• **Your assignment**
According to statement S4 of the compositional behavior survey text, why are interpretable representations necessary? Explain in one to three sentences.

• **Provided text**
-- Opening Marker --

Toward Compositional Behavior

These are the survey questions (although not shown in the original survey presentation) from Toward Compositional Behavior in Neural Models: A Survey of Current Views. Take it yourself and see which cluster aligns with your views!

N.B. This survey is for reference purposes only, we do not store your responses or any other data.

Defining CB

(CB) When a model receives an input I that humans conceive as composed of component parts, if the model produces correct outputs for those parts (in isolation or in other combinations), then it will also produce a correct output for I.

S0. (CB) is a satisfactory working definition of compositional behavior, an important aspect of compositional generalization.

Evaluating CB

S1. Current methods for analyzing the behavior of neural models are sufficient to assess whether a model is capable of compositional behavior (CB). For example, consider methods used to assess performance on datasets designed to probe specific aspects of compositional generalization, such as SCAN, COGs, CFQ, PCFG, Colors, etc.

S2. Current methods for analyzing the representations within neural models are sufficient: if a model is capable of compositional behavior (CB), these analysis methods can identify the model-internal mechanisms supporting this behavior. For example, consider diagnostic probing, visualization, learning interpretable approximations of the representation space, etc.

S3. Current methods for analyzing the processing within neural models are sufficient: if a model is capable of compositional behavior (CB), these analysis methods can identify the model-internal mechanisms supporting this behavior. For example, consider analysis of circuits / induction heads, causal interventions such as ablation, etc.

S4 Interpretable representations are necessary: we cannot evaluate whether a model is capable of compositional behavior (CB) unless we can identify human-interpretable parts within its representational structure.

-- Closing Marker --

• **Stored data**
-- Opening Marker --

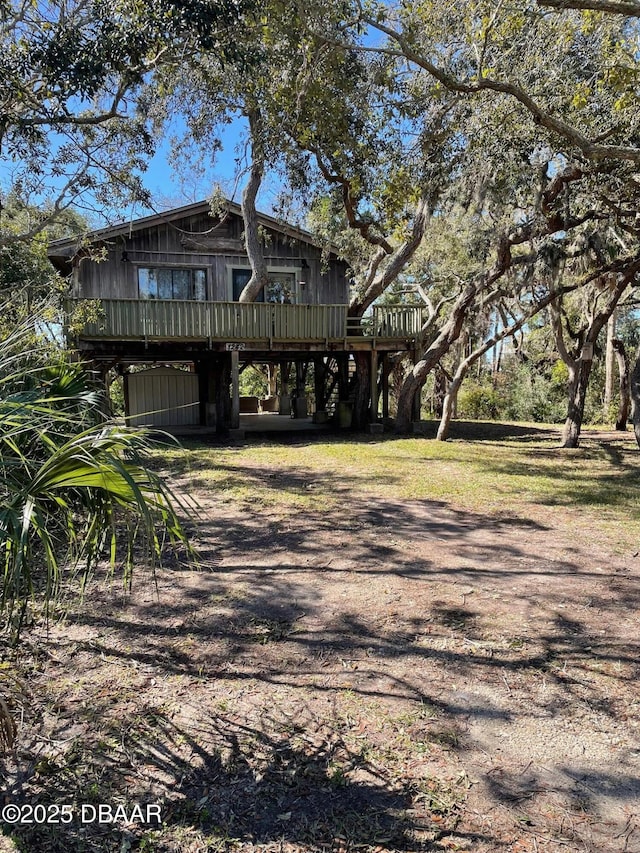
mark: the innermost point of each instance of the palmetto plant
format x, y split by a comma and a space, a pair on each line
74, 486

-- Closing Marker --

• **Expected answer**
Statement S4 holds that we cannot evaluate whether a model is capable of compositional behavior (CB) unless we can identify human-interpretable parts within its representational structure. Interpretable representations are therefore a precondition for that evaluation.